--- Source records Enclosed Below ---

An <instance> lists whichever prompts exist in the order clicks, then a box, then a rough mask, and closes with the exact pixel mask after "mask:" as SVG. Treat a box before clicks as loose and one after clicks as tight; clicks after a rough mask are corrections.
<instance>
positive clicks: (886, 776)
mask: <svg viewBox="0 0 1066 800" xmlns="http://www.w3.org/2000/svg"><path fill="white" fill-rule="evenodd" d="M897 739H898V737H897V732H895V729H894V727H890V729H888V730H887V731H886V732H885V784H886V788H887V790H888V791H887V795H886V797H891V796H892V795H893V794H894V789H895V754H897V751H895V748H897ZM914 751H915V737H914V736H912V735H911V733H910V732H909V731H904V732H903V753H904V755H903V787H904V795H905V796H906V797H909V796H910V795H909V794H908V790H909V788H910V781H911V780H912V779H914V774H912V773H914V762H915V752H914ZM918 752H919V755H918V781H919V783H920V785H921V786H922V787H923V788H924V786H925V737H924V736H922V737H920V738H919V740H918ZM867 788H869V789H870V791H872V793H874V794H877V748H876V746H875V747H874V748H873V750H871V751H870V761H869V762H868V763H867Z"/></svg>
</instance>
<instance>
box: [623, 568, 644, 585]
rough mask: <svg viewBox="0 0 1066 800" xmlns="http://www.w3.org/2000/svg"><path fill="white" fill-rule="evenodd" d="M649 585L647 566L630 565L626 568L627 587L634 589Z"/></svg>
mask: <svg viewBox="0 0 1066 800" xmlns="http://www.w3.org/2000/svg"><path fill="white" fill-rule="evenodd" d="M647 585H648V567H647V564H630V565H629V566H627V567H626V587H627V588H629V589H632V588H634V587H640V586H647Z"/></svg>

--- End of Enclosed Source records ---

_Job item_.
Go through the records above and set each one down exactly, please.

_Response to this exercise_.
An <instance> lists whichever prompts exist in the order clicks, then a box, then a rough mask, and closes with the exact pixel mask after "mask:" as SVG. Treat a box before clicks as loose and one after clicks as tight; clicks after a rough mask are corrections.
<instance>
positive clicks: (886, 776)
mask: <svg viewBox="0 0 1066 800" xmlns="http://www.w3.org/2000/svg"><path fill="white" fill-rule="evenodd" d="M897 739H898V737H897V732H895V729H894V727H890V729H888V730H887V731H886V732H885V784H886V788H887V790H888V791H887V795H886V797H891V796H892V795H893V794H894V789H895V754H897V751H895V748H897ZM914 751H915V737H914V736H912V735H911V733H910V732H909V731H904V732H903V753H904V755H903V787H904V795H905V796H906V797H909V796H910V795H909V794H908V790H909V788H910V781H911V780H912V779H914V774H912V773H914V762H915V752H914ZM918 752H919V755H918V781H919V783H920V785H921V786H922V787H923V788H924V786H925V737H924V736H922V737H920V738H919V740H918ZM867 788H869V789H870V791H872V793H874V794H877V748H876V746H875V747H874V748H873V750H871V751H870V761H869V762H868V763H867Z"/></svg>
</instance>
<instance>
box: [623, 568, 644, 585]
rough mask: <svg viewBox="0 0 1066 800" xmlns="http://www.w3.org/2000/svg"><path fill="white" fill-rule="evenodd" d="M649 585L647 566L630 565L626 568L627 587L634 589Z"/></svg>
mask: <svg viewBox="0 0 1066 800" xmlns="http://www.w3.org/2000/svg"><path fill="white" fill-rule="evenodd" d="M647 585H648V567H647V564H630V565H629V566H627V567H626V587H627V588H629V589H632V588H634V587H640V586H647Z"/></svg>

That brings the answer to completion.